Output the lines of the records below as a numbered list, leaving out blank lines, from the first line of the records through the line containing "point(248, 253)", both included.
■ ■ ■
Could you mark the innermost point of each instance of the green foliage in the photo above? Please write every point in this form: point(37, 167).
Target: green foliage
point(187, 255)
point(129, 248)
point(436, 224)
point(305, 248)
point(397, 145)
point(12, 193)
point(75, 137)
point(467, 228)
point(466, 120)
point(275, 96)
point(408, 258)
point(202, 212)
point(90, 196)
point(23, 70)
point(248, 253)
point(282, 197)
■ ■ ■
- _Response for this exercise_:
1. Could you mark the innermost point of each instance of the green foliage in the photo above? Please write every point in this form: point(37, 167).
2. Target: green foliage
3. point(187, 255)
4. point(129, 248)
5. point(436, 224)
6. point(305, 248)
7. point(397, 145)
8. point(12, 193)
9. point(75, 137)
10. point(467, 228)
11. point(466, 120)
12. point(275, 96)
13. point(408, 258)
14. point(202, 212)
15. point(90, 196)
16. point(23, 70)
17. point(248, 253)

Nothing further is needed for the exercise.